[Short task]:
Find "Please annotate the blurred red" in the data below; transcribe the line it appears on and each line after it, exactly, to the end, and nothing else.

[Named object pointing entries]:

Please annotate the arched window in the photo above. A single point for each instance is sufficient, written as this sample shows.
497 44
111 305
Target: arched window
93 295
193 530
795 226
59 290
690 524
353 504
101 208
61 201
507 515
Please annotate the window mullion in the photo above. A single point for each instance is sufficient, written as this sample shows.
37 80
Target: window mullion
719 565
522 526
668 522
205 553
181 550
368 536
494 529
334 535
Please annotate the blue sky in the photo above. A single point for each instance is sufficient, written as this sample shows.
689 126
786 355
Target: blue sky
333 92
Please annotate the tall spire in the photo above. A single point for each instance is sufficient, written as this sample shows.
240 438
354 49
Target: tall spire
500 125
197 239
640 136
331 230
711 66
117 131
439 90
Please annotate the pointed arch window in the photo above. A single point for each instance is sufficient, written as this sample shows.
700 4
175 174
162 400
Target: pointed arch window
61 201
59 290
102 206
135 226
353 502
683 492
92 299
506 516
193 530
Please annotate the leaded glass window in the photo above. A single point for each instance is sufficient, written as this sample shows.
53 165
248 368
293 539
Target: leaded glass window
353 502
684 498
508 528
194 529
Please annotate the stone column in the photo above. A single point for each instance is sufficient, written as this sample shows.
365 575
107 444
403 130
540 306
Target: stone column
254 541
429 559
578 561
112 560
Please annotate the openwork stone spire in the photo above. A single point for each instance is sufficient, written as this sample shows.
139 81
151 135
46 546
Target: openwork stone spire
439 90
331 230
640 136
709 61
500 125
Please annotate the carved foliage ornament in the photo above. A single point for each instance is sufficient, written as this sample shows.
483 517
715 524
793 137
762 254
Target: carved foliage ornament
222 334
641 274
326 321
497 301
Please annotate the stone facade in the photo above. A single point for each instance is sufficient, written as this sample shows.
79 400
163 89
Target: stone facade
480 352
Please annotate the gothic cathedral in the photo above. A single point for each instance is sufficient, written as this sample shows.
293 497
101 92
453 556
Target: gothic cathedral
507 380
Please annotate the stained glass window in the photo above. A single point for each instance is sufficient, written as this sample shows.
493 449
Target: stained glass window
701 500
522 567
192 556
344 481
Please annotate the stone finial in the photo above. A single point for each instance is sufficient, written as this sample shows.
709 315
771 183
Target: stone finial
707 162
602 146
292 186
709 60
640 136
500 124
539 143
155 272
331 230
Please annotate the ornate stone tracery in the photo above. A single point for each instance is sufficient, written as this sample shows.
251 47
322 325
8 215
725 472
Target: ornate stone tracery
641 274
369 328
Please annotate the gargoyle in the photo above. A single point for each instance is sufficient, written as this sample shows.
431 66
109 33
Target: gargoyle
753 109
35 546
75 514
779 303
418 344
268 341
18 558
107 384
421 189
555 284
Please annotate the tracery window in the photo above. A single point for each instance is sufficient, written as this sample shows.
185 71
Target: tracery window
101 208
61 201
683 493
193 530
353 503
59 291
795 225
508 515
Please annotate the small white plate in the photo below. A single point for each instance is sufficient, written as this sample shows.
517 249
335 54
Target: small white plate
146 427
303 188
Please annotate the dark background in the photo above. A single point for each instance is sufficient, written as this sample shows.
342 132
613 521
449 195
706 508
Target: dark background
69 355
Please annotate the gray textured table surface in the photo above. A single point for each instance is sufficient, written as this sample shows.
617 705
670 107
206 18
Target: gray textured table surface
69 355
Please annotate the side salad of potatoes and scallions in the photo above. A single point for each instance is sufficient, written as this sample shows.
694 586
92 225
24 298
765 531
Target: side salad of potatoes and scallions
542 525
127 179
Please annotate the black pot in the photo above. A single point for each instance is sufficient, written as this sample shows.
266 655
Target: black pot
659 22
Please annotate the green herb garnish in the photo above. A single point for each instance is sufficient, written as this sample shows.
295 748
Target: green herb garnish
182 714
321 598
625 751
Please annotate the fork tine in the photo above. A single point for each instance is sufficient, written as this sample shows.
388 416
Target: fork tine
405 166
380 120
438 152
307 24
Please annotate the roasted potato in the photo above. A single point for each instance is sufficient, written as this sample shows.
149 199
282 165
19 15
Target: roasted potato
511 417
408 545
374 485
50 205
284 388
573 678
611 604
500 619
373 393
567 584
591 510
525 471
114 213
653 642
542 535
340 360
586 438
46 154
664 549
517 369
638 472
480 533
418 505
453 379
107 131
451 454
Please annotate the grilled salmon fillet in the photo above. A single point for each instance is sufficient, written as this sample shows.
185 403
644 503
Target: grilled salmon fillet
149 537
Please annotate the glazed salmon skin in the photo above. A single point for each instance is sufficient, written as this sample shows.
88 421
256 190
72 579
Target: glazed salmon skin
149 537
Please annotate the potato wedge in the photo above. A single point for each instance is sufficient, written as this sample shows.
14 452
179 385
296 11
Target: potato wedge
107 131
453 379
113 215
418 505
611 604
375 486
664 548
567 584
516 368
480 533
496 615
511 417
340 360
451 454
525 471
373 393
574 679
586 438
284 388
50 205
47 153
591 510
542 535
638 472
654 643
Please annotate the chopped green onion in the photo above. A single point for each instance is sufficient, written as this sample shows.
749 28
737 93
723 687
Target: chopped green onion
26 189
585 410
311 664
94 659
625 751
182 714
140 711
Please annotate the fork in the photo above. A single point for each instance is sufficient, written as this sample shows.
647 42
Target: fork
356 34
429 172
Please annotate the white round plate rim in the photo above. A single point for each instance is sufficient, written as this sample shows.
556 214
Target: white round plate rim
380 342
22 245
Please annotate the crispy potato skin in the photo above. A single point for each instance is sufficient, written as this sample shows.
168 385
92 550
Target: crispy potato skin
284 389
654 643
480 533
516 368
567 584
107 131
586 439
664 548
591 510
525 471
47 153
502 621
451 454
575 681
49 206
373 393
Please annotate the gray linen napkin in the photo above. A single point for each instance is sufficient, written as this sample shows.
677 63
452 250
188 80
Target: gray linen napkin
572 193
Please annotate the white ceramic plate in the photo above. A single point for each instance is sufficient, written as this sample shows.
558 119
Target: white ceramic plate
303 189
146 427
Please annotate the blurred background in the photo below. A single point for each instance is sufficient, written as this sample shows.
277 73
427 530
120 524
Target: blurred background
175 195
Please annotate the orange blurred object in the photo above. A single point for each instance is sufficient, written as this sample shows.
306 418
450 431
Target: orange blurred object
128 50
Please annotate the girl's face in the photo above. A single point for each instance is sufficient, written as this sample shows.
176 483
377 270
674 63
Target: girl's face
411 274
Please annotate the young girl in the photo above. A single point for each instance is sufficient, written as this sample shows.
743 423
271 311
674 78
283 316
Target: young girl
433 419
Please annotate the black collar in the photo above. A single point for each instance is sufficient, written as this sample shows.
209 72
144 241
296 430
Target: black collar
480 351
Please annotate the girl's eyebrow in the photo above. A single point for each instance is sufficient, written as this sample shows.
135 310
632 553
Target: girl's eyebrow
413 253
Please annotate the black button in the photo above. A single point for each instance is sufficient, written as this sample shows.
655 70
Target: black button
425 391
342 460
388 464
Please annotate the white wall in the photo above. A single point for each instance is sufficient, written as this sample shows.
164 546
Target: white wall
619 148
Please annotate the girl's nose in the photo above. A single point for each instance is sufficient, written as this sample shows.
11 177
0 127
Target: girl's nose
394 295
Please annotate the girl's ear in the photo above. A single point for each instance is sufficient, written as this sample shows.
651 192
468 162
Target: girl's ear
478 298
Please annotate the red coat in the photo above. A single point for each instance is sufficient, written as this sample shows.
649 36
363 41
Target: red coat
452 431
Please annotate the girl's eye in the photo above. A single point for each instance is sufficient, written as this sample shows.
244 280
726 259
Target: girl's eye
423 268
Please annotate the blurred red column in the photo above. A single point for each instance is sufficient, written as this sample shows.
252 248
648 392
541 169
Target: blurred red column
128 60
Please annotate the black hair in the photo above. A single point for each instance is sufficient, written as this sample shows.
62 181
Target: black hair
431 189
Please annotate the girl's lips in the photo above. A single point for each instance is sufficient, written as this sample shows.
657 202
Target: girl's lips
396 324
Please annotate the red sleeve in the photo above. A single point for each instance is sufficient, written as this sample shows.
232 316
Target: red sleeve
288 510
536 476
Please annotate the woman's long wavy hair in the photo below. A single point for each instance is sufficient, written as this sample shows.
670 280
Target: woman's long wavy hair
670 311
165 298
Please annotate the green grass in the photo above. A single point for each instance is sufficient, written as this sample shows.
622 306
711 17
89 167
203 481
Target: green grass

[Response to this task]:
Please annotate the blurred red column in the photo above. A single point for each instance is sufficient, written as this sample shows.
252 248
648 392
541 169
Target: blurred red column
128 60
Please annotate the black hair in the photo above. A single point for each instance is sufficient, written as this sample shows.
62 181
Target: black hair
431 189
Please annotate the girl's lips in the photo above. A single point for each instance is sufficient, written as this sample shows.
657 202
Target: girl's lips
396 324
Please annotate the red sleeve in the photo above. A single point for each instance is sufficient, written as this sample shows.
232 316
Target: red sleeve
288 510
536 476
Please annotate the woman's long wavy hair in the photo below. A single point for each instance is sufficient, written as this sample shows.
670 280
Target: woman's long wavy hair
670 311
165 298
Please annotate the green grass in the photo above. A single point for each instance is sufficient, written as this sample shows.
622 306
711 17
89 167
203 481
Target: green grass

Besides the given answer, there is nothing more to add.